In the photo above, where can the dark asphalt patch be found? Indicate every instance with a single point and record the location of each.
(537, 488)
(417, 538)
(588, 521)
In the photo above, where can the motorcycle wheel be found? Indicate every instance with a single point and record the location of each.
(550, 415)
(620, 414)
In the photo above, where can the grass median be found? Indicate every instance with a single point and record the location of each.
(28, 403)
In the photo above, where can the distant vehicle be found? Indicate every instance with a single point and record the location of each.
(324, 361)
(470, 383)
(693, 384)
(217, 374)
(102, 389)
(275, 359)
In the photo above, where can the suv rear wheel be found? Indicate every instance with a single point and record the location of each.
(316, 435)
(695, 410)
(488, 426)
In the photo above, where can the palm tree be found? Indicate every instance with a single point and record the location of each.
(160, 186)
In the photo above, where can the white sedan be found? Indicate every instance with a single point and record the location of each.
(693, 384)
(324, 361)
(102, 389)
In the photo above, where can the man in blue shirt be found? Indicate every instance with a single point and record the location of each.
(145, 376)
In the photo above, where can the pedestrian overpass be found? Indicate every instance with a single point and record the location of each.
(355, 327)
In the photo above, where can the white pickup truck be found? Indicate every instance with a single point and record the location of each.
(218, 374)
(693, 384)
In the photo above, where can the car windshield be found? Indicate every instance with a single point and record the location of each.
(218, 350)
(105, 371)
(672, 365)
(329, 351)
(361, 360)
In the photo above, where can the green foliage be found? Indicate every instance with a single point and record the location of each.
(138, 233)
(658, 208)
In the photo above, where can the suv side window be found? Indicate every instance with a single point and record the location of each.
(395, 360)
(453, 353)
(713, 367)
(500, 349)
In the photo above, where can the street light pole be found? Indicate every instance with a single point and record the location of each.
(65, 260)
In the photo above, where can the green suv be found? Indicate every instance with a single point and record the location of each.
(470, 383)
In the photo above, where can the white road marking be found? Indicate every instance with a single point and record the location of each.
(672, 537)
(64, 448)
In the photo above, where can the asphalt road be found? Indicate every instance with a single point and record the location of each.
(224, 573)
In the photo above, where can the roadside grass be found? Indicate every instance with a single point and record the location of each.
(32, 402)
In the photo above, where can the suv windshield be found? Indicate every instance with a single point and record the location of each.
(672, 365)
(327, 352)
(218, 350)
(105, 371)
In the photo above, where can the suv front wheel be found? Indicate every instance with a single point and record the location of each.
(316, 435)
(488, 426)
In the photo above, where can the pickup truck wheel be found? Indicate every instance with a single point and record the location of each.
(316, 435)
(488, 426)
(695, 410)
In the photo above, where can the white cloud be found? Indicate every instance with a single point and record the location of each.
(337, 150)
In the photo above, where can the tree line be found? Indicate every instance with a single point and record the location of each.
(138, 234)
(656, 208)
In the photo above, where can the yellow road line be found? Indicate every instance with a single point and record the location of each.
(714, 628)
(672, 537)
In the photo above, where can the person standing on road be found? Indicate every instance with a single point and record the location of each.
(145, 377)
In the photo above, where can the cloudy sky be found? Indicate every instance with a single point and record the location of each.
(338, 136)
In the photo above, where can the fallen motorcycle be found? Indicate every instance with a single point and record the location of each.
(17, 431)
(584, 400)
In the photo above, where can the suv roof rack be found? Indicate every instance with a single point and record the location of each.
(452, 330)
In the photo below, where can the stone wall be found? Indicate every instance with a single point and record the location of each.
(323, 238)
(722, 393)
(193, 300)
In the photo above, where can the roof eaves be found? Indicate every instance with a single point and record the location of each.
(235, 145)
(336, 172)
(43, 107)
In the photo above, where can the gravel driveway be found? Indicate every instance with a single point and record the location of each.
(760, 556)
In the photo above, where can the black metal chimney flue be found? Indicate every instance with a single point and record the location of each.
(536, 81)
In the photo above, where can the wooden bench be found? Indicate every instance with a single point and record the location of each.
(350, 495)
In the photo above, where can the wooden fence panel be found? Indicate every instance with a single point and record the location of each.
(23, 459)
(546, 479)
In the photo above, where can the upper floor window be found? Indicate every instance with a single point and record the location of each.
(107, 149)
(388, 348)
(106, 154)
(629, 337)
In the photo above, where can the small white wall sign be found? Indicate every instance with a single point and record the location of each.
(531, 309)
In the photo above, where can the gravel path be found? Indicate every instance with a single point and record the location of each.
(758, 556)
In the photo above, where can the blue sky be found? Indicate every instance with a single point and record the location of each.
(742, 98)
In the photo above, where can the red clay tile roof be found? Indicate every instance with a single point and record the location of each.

------------------------------------------------

EXERCISE DETAILS: Return each line above precisely as written.

WRITTEN SOLUTION:
In the photo above, where can the dark asphalt patch be found? Indicate every instance with a single point and record the location of each.
(537, 488)
(417, 538)
(588, 521)
In the photo above, where can the motorcycle wheel be found? Indicate every instance with a single point and record the location of each.
(550, 415)
(620, 414)
In the photo above, where can the grass median be found? Indicate every instance with a single point and record the location of each.
(28, 403)
In the photo above, where can the distant vehicle be found? Indicate every instance with a single point and record the location of each.
(324, 361)
(470, 383)
(693, 384)
(217, 374)
(102, 389)
(275, 359)
In the photo above, where can the suv rear wheel be found? Indicate every instance with a single point and record the location of each.
(316, 435)
(695, 410)
(488, 426)
In the photo above, where can the palm tree be found? Indicate every instance with a single point and record the location of each.
(160, 186)
In the photo above, where can the white sedan be found? Indicate every instance with a single point and record the location of each.
(693, 384)
(324, 361)
(102, 389)
In the photo above, where can the man in blue shirt be found? Indicate every instance with a single point and record the location of each.
(145, 376)
In the photo above, where can the pedestrian overpass be found? Indicate every instance with a single point and record the location of each.
(355, 327)
In the photo above, where can the white pickup truck be found? Indicate every instance with a single point and record the location of each.
(218, 374)
(693, 384)
In the photo above, where can the car windshield be found? Indicate every instance with a single point and record the location of each.
(218, 350)
(105, 371)
(672, 365)
(329, 351)
(361, 360)
In the photo above, where can the green foliage be found? Indicate every instance with a single point and record the location of each.
(138, 233)
(658, 208)
In the photo above, where can the suv side window be found? Indicate every instance with a single point and record the location of each.
(395, 360)
(453, 353)
(713, 367)
(500, 349)
In the photo above, where can the street light pole be found? Indicate every instance with a single point and record the location of each.
(65, 260)
In the photo above, where can the green suv be found? Indicate every instance with a single point and record the location of each.
(470, 383)
In the photo above, where can the white road marking be found? Indicate every instance with a single point and record the location of each.
(672, 537)
(64, 448)
In the photo above, where can the asphalt road be found? Indicate every instance with a single point and record the location of each.
(224, 573)
In the photo above, where can the roadside grass be found? Indicate every instance with a single point and record the location of each.
(32, 402)
In the photo above, where can the suv windshield be found? Indicate every instance with a single point and record the location of each.
(672, 365)
(327, 352)
(218, 350)
(105, 371)
In the photo above, where can the suv front wheel be found? Indicate every instance with a single point and record the location of each.
(316, 435)
(488, 426)
In the photo above, where can the pickup truck wheel be found? Indicate every instance with a single point and record the location of each.
(316, 435)
(488, 426)
(695, 410)
In the photo above, where can the white cloud be found? Indicate every instance with a single point and record the location of each.
(337, 150)
In the photo above, where can the tree line be found? Indicate every instance with a single point and record the location of each.
(138, 234)
(656, 208)
In the photo above, where can the yellow road line be found? Indicate every instance with a single point and record the location of each.
(714, 628)
(672, 537)
In the photo above, where can the person standing on road be found? Indicate every instance with a single point and record the location of each.
(145, 377)
In the photo above, where can the cloudy sky be found? Indicate every instance with a single point and record the location of each.
(338, 136)
In the photo above, where can the fallen motorcycle be found? Indicate every instance with a single point and record the location of each.
(17, 431)
(584, 400)
In the photo above, where can the suv roof rack be found? Indicate every instance with a single point and record the location of each.
(452, 330)
In the photo below, where can the stone wall be found? Indicate every instance with a single point and record the location of each.
(323, 238)
(722, 393)
(193, 300)
In the photo above, where can the roof eaves be found? Indicate every instance with a single point and record the location of each.
(235, 145)
(336, 172)
(43, 107)
In the photo above, where can the gravel driveway be found? Indicate every instance with a single point and record the location of each.
(760, 556)
In the photo above, where can the black metal chimney flue be found? Indicate every instance with a single point and record the location of each.
(536, 81)
In the photo above, where can the wooden bench be found? Indicate every instance with a single point and record the location of each.
(350, 495)
In the photo above, where can the wooden fence panel be found? Indicate every instance with a single point and record the location of each.
(23, 459)
(546, 479)
In the photo above, where can the upper floor window be found? Indicate every instance with a single point and record the location of each.
(107, 149)
(388, 348)
(106, 154)
(629, 337)
In the photo above, where can the small white wall sign be found? Indicate every instance with a single point and record the location of each.
(531, 309)
In the photo above, where can the gravel path be found? Indicate every instance with a single point and record the location of each.
(758, 556)
In the photo above, where can the blue sky be found? Indicate every instance with a single point and record the location of each.
(742, 98)
In the photo above, where can the red clay tile roof be found? Indicate every instance with a single point and record the location of each.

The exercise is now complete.